[PATCH] raid5-cache: add journal hot add/remove support

Shaohua Li <shli@xxxxxx> · Mon, 14 Dec 2015 22:22:36 -0800

Add support for journal disk hot add/remove. Mostly trival checks in md
part. The raid5 part is a little tricky. For hot-remove, we can't wait
pending write as it's called from raid5d. The wait will cause deadlock.
We simplily fail the hot-remove. A hot-remove retry can success
eventually since if journal disk is faulty all pending write will be
failed and finish. For hot-add, since an array supporting journal but
without journal disk will be marked read-only, we are safe to hot add
journal without stopping IO (should be read IO, while journal only
handles write IO).

Signed-off-by: Shaohua Li <shli@xxxxxx>
---
 drivers/md/md.c    | 44 +++++++++++++++++++++++++++++++++-----------
 drivers/md/raid5.c | 31 +++++++++++++++++++++++--------
 2 files changed, 56 insertions(+), 19 deletions(-)

• **TASK LIST**
1. Quote verbatim the portion of the raid5-cache patch that opens with the words containing "Add support for" and closes with "will cause deadlock.".
2. Continue the patch for journal hot add/remove support, beginning immediately after its final line.

• **SUPPLIED DATA**
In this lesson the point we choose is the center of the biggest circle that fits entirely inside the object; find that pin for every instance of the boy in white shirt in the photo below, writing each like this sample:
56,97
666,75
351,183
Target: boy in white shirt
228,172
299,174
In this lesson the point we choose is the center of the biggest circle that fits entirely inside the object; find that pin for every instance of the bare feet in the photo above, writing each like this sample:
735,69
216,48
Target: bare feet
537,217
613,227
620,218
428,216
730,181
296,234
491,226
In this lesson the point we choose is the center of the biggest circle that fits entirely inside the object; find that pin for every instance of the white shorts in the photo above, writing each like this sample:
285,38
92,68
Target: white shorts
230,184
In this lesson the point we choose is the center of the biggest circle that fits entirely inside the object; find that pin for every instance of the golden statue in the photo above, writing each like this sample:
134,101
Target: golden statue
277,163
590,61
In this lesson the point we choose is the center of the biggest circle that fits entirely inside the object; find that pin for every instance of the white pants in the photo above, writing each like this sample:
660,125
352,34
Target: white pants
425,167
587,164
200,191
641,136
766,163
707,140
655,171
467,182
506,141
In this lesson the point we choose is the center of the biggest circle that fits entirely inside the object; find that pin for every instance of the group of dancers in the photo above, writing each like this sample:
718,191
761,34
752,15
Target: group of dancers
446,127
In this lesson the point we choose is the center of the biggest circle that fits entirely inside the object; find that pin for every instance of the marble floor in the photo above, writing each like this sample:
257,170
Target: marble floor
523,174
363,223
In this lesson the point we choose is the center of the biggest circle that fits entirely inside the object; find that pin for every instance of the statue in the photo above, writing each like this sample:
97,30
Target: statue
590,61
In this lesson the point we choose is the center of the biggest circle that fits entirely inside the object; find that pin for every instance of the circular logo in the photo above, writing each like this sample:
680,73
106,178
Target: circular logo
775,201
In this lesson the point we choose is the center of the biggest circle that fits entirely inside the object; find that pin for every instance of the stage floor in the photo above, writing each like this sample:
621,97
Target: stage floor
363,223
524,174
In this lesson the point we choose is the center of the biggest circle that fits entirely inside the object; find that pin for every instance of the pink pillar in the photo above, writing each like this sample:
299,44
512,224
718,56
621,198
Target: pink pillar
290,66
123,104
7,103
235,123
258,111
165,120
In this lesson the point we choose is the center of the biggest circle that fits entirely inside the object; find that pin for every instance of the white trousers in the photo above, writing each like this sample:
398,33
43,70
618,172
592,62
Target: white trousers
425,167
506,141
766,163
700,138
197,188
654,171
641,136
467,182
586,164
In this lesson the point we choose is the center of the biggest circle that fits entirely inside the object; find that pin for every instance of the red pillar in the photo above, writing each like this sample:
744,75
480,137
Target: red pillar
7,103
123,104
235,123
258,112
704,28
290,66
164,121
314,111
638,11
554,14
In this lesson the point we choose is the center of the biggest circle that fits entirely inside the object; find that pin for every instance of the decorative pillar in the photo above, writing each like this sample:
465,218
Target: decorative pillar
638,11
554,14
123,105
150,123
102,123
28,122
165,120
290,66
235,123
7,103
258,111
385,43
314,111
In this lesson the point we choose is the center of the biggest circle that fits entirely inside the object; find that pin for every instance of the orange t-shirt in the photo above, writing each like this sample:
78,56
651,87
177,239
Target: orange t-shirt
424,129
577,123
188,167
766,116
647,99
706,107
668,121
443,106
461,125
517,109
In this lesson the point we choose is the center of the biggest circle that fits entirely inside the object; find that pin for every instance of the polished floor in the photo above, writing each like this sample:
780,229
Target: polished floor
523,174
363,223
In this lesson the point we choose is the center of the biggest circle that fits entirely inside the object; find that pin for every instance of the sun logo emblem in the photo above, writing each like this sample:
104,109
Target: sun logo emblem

• **RESULTS OF THE TASKS**
1.
Add support for journal disk hot add/remove. Mostly trival checks in md
part. The raid5 part is a little tricky. For hot-remove, we can't wait
pending write as it's called from raid5d. The wait will cause deadlock.

2.
diff --git a/drivers/md/md.c b/drivers/md/md.c
index 807095f..de9e3a1 100644
--- a/drivers/md/md.c
+++ b/drivers/md/md.c
@@ -2053,7 +2053,9 @@ static int bind_rdev_to_array(struct md_rdev *rdev, struct mddev *mddev)
 
 	/* make sure rdev->sectors exceeds mddev->dev_sectors */
 	if (rdev->sectors && (mddev->dev_sectors == 0 ||
-			rdev->sectors < mddev->dev_sectors)) {
+			rdev->sectors < mddev->dev_sectors) &&
+	    !(test_bit(MD_HAS_JOURNAL, &mddev->flags) &&
+	      test_bit(Journal, &rdev->flags))) {
 		if (mddev->pers) {
 			/* Cannot change size, so fail
 			 * If mddev->level <= 0, then we don't care
@@ -2084,7 +2086,9 @@ static int bind_rdev_to_array(struct md_rdev *rdev, struct mddev *mddev)
 		}
 	}
 	rcu_read_unlock();
-	if (mddev->max_disks && rdev->desc_nr >= mddev->max_disks) {
+	if (mddev->max_disks && rdev->desc_nr >= mddev->max_disks &&
+	    !(test_bit(MD_HAS_JOURNAL, &mddev->flags) &&
+	     test_bit(Journal, &rdev->flags))) {
 		printk(KERN_WARNING "md: %s: array is limited to %d devices\n",
 		       mdname(mddev), mddev->max_disks);
 		return -EBUSY;
@@ -6031,8 +6035,25 @@ static int add_new_disk(struct mddev *mddev, mdu_disk_info_t *info)
 		else
 			clear_bit(WriteMostly, &rdev->flags);
 
-		if (info->state & (1<<MD_DISK_JOURNAL))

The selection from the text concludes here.